§ TEKS YANG DITAMPILKAN:
--------
Dibaca dari sisi fiscal, adakah model ini format yang tepat dalam menyerap lapangan kerja ?.

Kiranya hal ini paralel dengan laporan ringkas Asian Development Bank (ADB) semester semester pertama 2015 yang menyatakan:

“….. saat ini pertumbuhan Indonesia masih berada di bawah potensinya. Hal ini adalah akibat dari rendahnya produktivitas modal dan tenaga kerja yang tumbuh lebih lambat dibandingkan negara-negara lain di kawasan ini, serta tingkat inovasi teknologi yang juga relatif rendah.”

Pembangunan infrastruktur oleh Cina yang konon kabarnya sekarang lagi dikoreksi ulang oleh pemerintah ini, tentulah jauh dari esensi kaidah Syariah Islam maupun syariah Pancasila. Kegiatan ekonomi yang menyangkut kebijakan fiscal itu seharusnya menjadi bagian integral dari masyarakat, proses interaksi berdasar pola dan makna sesuai dengan kelembagaan ekonomi di masyarakat, selaras dengan dinamika perubahan kelembagaan dan budaya kerja yang menjadi dasar kehidupan ekonomi masyarakat.

Bukankah amanat UUD 1945 pasal 33 ayat 1 kepada pelaku ekonomi di Indonesia, Pemerintah, Kalangan Pengusaha maupun anggota masyarakat selama hampir 70 tahun ini, menyerukan “Perekonomian disusun sebagai usaha bersama yang berazaskan kekeluargaan”, bukan perekonomian sebagai usaha yang individualis liberalis. Pertumbuhan ekonomi bangsa, pembangunan ekonomi Indonesia pada praktek kenyataannya sejauh ini semakin dideterminasi ideologi kapitalistik liberal ekonomi Neo Klasik, yang diametral dengan konsep ekonomi kekeluargaan, musyawarah & mufakat; dalam bahasa politik disebut ekonomi kerakyatan yang islami.

Metodologi dan Paradigma Dasar

Bertitik tolak dari metodologi, maka pengembangan infrastruktur plus berbasis syariah akan mendorong pertumbuhan ekonomi secara efektif dan efisien jika kebijakan yang diambil bermuatan aspirasi dan memiliki kedekatan dengan masyarakat sebagai “subject pembangunan”; pilihan itu hanya dapat ditempuh dengan paradigma non-positifistic, dengan metodologi dialogis dan dialektis.

Ditingkat operasional, Infrastructure Development & Financial Inclusion yang dibangun secara dialektis adalah mengembangkan modus interaksi dialogis antara lembaga pembiayaan, dengan kuasa pemegang anggaran dengan masyarakat pengguna adalah pilihan kebijakan yang conditio sine qua non (keharusan, mau tidak mau) yang mesti diambil. Daripadanya berlangsung proses hermeneutical [menjelaskan, menterjemahkan, mentafsirkan, interpretasi] dan pertukaran dialektikal ‘konstruksi’ pemahaman melalui penyandingan, pembandingan dan penandingan (= musyawarah, mufakat) yang menghasilkan road map &/ blue print. Dengan mekanisme destilasi atau penjernihan pemahaman ini diperoleh konsensus atau resultante konsep pemahaman aspirasi yang integrated, legitimated, holistic dan humanis (syar’i).
--------
§ TUGAS TERTULIS 1:
Tolong kembalikan bagian teks yang ditampilkan yang dimulai dengan kata-kata yang memuat "Metodologi dan Paradigma" dan diakhiri dengan "dialogis dan dialektis.", tanpa mengubah apa pun.
§ TUGAS TERTULIS 2:
Sebutkan semua sifat konsensus atau resultante konsep pemahaman aspirasi yang disebutkan dalam kalimat terakhir teks yang ditampilkan.
§ TUGAS TERTULIS 3:
Menurut laporan ADB yang dikutip dalam teks yang ditampilkan, apa penyebab pertumbuhan Indonesia masih berada di bawah potensinya?
Materi berikut diambil dari sumber yang berbeda.

§ INFORMASI YANG DIBERIKAN:
--------
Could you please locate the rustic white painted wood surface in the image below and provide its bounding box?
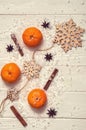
--------
§ JAWABAN TERTULIS 1:
Metodologi dan Paradigma Dasar

Bertitik tolak dari metodologi, maka pengembangan infrastruktur plus berbasis syariah akan mendorong pertumbuhan ekonomi secara efektif dan efisien jika kebijakan yang diambil bermuatan aspirasi dan memiliki kedekatan dengan masyarakat sebagai “subject pembangunan”; pilihan itu hanya dapat ditempuh dengan paradigma non-positifistic, dengan metodologi dialogis dan dialektis.

§ JAWABAN TERTULIS 2:
integrated, legitimated, holistic, humanis (syar’i)

§ JAWABAN TERTULIS 3:
Penyebabnya adalah rendahnya produktivitas modal dan tenaga kerja yang tumbuh lebih lambat dibandingkan negara-negara lain di kawasan ini, serta tingkat inovasi teknologi yang juga relatif rendah.